#### Goals
1: In the forum thread, which FreeBSD release did Neville say he actually meant after the correction?
2: Using the forum thread, explain why SirDice objected when Neville gave his version as "FreeBSD 11-CURRENT".

#### Selected text
begin

Any ideas on how to fix this?
Thank you.


----------



## SirDice (Apr 13, 2017)

Neville said:


> FreeBSD 11-CURRENT


That version doesn't exist any more since 11.0-RELEASE.

Topics about unsupported FreeBSD versions


----------



## Neville (Apr 13, 2017)

SirDice said:


> That version doesn't exist any more since 11.0-RELEASE.
> 
> Topics about unsupported FreeBSD versions



Sorry. My mistake. I meant 11.0-RELEASE.

It seems my wlan0 is not shutting down properly at reboot time but it does if I shutdown.


----------



## Phishfry (Apr 13, 2017)

How about you reboot with `shutdown -r now` and insert your `ifconfig wlan0 down` line in /etc/rc.shutdown

https://www.freebsd.org/doc/handbook/boot-shutdown.html


----------



## Phishfry (Apr 13, 2017)

There are some knobs you could try. The problem could be ACPI related:
https://forums.freebsd.org/threads/60139/#post-345649

I am guessing this is an older device with Mini PCI wireless card? My AR5524 was Mini PCI.


----------



## Neville (Apr 13, 2017)

Phishfry said:


> How about you reboot with `shutdown -r now` and insert your `ifconfig wlan0 down` line in /etc/rc.shutdown
> 
> https://www.freebsd.org/doc/handbook/boot-shutdown.html



Phishfry thanks very much! That fixed the problem. You're probably right about the ACPI thing. The weird thing is that nobody else seems to have this problem. 
I should mark this as solved. Thanks again.


----------



## Neville (Apr 14, 2017)

Phishfry said:


> There are some knobs you could try. The problem could be ACPI related:
> https://forums.freebsd.org/threads/60139/#post-345649
> 
> I am guessing this is an older device with Mini PCI wireless card? My AR5524 was Mini PCI.



This is my pciconf -lv regarding my Atheros:

ath0@pci0:5:0:0:   class=0x020000 card=0x7128144f chip=0x001c168c rev=0x01 hdr=0x00
    vendor     = 'Qualcomm Atheros'
    device     = 'AR242x / AR542x Wireless Network Adapter (PCI-Express)'
    class      = network
    subclass   = ethernet

It looks like you're also correct about my device being a Mini PCI Wireless Card?


----------

end

#### Source material
begin

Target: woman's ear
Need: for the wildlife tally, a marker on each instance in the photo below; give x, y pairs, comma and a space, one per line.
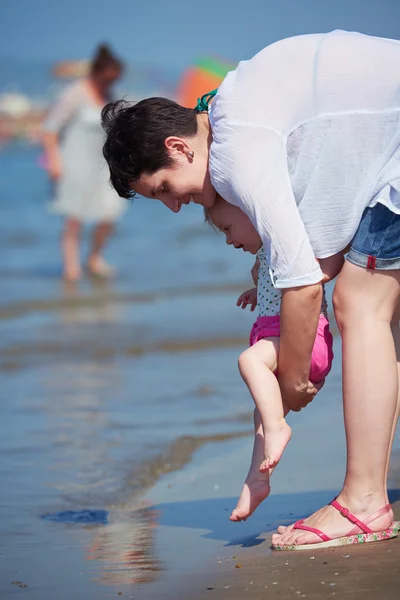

end

#### Set of answers
1: FreeBSD 11.0-RELEASE.

2: SirDice objected because the 11-CURRENT version no longer exists. It stopped existing with 11.0-RELEASE, so Neville's stated version was unsupported.